(Records from a collection)
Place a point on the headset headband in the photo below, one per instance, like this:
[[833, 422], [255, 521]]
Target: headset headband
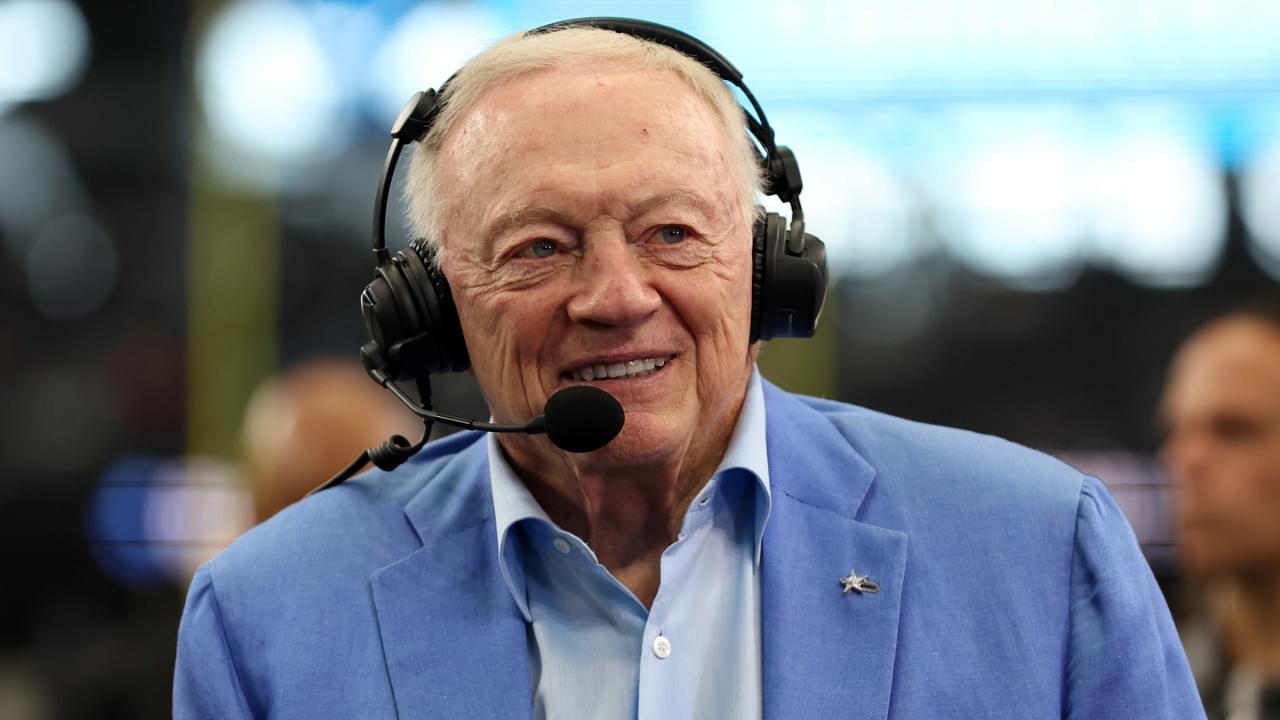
[[782, 173]]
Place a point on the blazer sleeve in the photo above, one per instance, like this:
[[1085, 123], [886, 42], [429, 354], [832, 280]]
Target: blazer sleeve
[[206, 683], [1124, 657]]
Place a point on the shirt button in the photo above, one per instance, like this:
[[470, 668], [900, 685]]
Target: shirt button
[[661, 647]]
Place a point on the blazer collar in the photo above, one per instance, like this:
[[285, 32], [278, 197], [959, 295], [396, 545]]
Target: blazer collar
[[452, 638], [826, 652], [455, 641]]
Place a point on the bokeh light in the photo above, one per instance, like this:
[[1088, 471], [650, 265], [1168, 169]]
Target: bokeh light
[[44, 49]]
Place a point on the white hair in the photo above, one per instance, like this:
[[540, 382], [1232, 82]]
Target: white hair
[[521, 54]]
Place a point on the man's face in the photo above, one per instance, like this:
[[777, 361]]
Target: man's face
[[1223, 408], [593, 231]]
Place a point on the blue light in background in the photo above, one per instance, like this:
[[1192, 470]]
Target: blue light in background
[[44, 49]]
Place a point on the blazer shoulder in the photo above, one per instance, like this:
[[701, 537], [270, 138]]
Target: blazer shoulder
[[950, 465], [356, 527]]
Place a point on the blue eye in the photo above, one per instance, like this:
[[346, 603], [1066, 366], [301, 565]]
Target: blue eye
[[671, 235], [543, 249]]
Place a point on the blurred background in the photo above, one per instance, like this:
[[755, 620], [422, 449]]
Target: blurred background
[[1027, 205]]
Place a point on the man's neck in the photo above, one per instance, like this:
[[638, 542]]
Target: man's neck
[[627, 514], [1248, 610]]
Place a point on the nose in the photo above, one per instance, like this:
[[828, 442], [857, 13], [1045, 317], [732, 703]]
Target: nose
[[613, 285]]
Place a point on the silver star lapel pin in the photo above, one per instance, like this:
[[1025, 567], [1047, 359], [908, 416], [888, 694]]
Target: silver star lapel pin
[[858, 583]]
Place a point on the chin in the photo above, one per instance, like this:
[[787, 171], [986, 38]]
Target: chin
[[641, 441]]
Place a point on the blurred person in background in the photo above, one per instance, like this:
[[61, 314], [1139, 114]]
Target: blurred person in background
[[1223, 411], [306, 424]]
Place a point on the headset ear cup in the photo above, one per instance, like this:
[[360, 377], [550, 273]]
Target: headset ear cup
[[758, 242], [766, 244], [449, 347], [787, 288], [388, 317]]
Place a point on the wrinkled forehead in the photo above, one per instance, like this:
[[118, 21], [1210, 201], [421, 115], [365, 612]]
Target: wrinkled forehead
[[580, 104], [611, 133]]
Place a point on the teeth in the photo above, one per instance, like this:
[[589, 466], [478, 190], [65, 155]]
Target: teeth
[[629, 369]]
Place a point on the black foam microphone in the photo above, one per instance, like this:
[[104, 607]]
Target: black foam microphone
[[583, 418], [576, 419]]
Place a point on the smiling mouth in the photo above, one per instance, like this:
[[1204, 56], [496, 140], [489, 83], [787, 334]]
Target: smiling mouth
[[617, 370]]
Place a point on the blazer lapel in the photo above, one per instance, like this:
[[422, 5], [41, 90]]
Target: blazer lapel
[[826, 652], [452, 637]]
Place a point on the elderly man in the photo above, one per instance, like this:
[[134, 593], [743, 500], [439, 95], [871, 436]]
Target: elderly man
[[736, 551], [1223, 410]]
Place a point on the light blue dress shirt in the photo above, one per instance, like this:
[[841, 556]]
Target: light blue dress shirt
[[594, 651]]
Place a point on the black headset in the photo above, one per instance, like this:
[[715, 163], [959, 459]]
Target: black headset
[[408, 308]]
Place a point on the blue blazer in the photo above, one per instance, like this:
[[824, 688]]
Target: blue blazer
[[1010, 587]]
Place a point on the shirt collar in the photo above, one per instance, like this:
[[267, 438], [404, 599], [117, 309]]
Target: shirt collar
[[512, 502]]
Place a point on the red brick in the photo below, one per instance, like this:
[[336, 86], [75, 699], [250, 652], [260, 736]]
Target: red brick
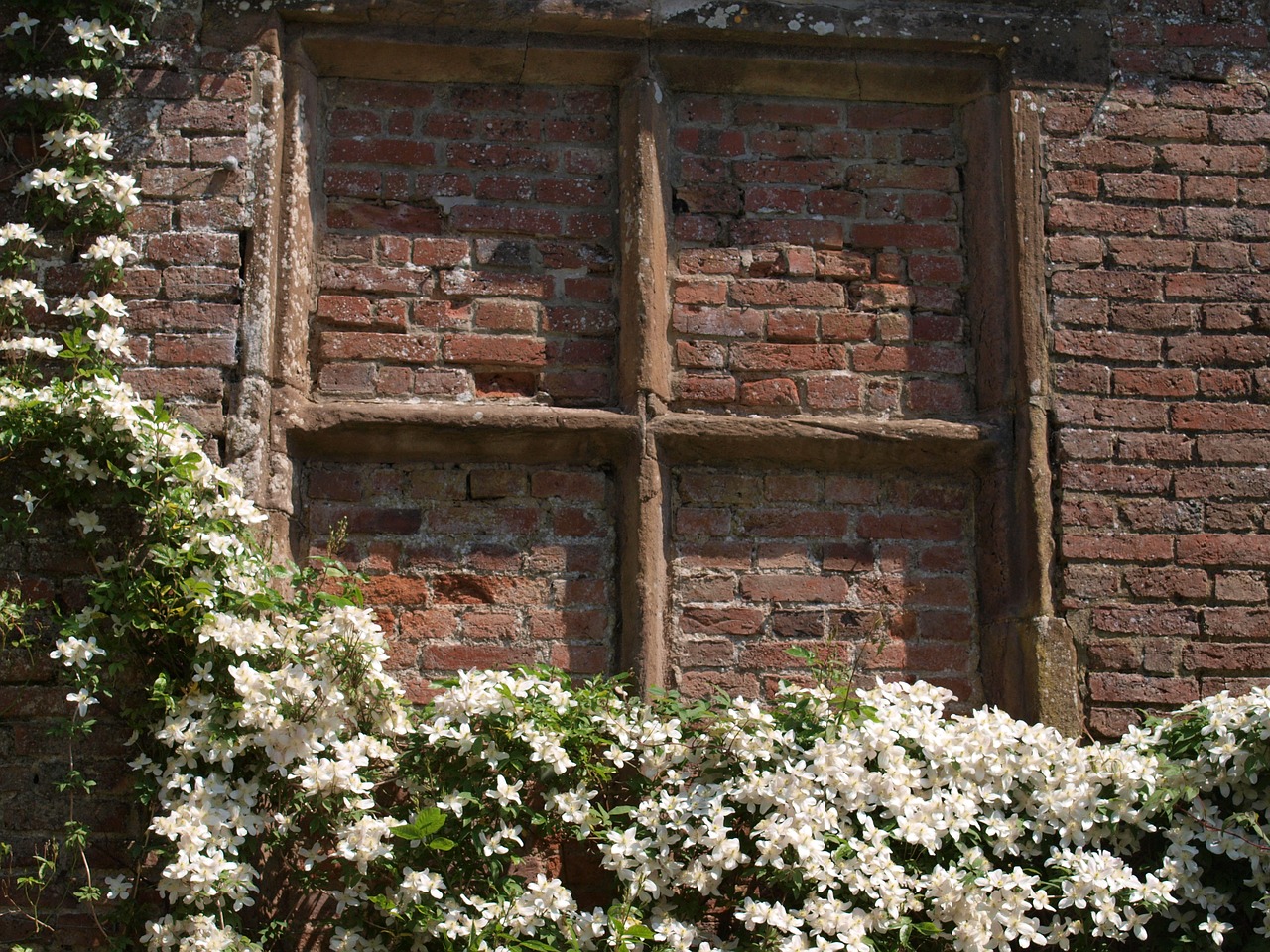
[[793, 357], [786, 294], [1227, 656], [1214, 159], [1095, 153], [712, 389], [500, 349], [1118, 548], [794, 588], [1213, 416], [778, 391], [1216, 548], [906, 236], [1137, 689], [198, 116]]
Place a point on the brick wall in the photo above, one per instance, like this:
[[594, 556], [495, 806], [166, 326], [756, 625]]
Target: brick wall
[[471, 243], [476, 565], [821, 261], [774, 558], [1157, 229]]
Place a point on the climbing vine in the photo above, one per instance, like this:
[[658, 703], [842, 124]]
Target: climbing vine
[[291, 796]]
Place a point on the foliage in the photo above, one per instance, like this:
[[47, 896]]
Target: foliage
[[287, 787]]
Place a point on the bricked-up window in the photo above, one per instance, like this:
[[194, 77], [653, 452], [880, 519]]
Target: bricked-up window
[[470, 244], [665, 362]]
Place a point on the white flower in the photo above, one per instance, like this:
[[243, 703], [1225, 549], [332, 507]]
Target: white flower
[[21, 231], [506, 793], [81, 698], [23, 23], [108, 339], [109, 248], [118, 888], [90, 33], [76, 652]]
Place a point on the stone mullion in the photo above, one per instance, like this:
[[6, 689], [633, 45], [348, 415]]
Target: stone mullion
[[644, 380]]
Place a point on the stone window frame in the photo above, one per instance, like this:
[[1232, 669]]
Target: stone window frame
[[1028, 661]]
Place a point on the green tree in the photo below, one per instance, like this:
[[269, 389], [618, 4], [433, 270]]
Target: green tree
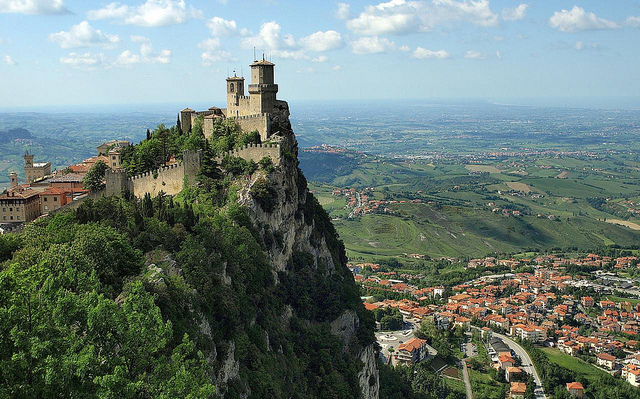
[[94, 179]]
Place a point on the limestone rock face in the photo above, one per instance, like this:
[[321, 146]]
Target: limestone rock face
[[299, 233], [369, 377]]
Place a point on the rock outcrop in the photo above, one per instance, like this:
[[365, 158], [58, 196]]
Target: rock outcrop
[[291, 220]]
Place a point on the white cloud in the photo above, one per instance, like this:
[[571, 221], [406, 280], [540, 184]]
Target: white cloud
[[210, 44], [267, 39], [322, 41], [375, 45], [343, 11], [86, 60], [478, 55], [633, 21], [578, 20], [33, 7], [147, 54], [423, 53], [402, 17], [515, 14], [290, 54], [210, 57], [152, 13], [222, 27], [83, 35], [585, 46]]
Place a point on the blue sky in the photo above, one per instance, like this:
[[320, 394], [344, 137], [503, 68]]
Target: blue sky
[[57, 52]]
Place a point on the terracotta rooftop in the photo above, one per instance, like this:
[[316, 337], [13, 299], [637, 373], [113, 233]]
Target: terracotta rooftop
[[412, 344], [574, 385], [262, 62]]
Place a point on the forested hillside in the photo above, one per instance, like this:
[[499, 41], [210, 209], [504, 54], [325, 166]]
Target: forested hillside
[[182, 297]]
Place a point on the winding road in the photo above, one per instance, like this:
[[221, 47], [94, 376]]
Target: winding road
[[527, 363]]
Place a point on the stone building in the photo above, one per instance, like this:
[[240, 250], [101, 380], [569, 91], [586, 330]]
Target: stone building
[[53, 198], [103, 149], [35, 170], [254, 111], [19, 204]]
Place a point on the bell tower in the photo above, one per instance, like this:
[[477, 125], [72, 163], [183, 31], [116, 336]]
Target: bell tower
[[13, 177], [235, 90], [263, 88]]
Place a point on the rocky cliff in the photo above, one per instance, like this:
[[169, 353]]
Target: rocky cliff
[[302, 228]]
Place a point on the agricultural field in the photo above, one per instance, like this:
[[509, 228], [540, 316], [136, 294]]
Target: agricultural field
[[454, 209], [574, 364]]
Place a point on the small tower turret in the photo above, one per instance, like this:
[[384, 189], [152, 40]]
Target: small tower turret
[[13, 177], [263, 88], [235, 90], [28, 160], [185, 119]]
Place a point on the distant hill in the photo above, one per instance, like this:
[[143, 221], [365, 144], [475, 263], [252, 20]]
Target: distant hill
[[12, 134], [324, 164]]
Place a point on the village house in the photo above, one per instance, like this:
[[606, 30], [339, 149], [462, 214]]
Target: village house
[[631, 373], [606, 360], [517, 390], [413, 351], [19, 204], [575, 389]]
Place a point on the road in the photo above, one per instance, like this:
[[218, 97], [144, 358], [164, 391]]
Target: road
[[527, 364], [470, 350], [465, 377], [391, 339], [358, 205]]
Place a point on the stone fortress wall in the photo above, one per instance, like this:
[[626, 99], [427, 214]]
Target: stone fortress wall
[[255, 152], [259, 122], [170, 179]]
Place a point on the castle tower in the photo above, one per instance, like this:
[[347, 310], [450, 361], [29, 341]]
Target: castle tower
[[185, 119], [262, 89], [28, 160], [235, 90], [28, 167], [13, 177]]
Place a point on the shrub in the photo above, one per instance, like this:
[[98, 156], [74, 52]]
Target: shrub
[[264, 194]]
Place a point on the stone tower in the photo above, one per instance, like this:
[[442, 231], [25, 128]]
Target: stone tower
[[235, 92], [28, 160], [13, 177], [262, 89], [185, 119]]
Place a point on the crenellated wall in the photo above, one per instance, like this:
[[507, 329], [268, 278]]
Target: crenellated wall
[[259, 122], [255, 152], [170, 179]]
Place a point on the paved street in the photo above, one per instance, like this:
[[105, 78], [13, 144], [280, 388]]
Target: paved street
[[527, 364], [391, 339], [470, 351]]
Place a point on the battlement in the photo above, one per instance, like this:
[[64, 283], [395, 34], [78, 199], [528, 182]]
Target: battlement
[[262, 115], [157, 171], [254, 152]]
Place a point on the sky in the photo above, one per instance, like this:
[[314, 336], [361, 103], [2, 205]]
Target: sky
[[71, 52]]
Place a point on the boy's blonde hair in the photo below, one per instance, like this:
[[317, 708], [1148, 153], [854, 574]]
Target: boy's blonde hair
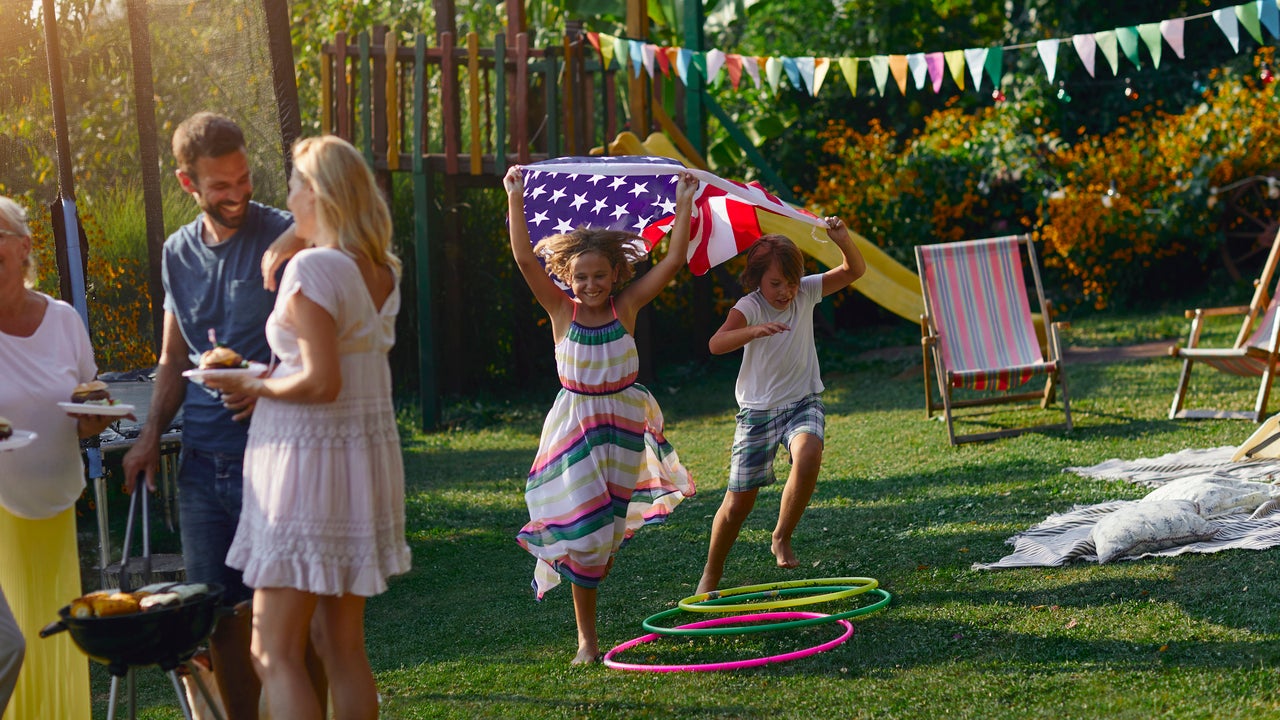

YOUR INSTRUCTIONS >>
Go through the records above and copy every line with the word "blonde".

TASK SOLUTION >>
Place a point on the boy's blonde hair in the photo below, one per instance, like this:
Target: boy's blonde hair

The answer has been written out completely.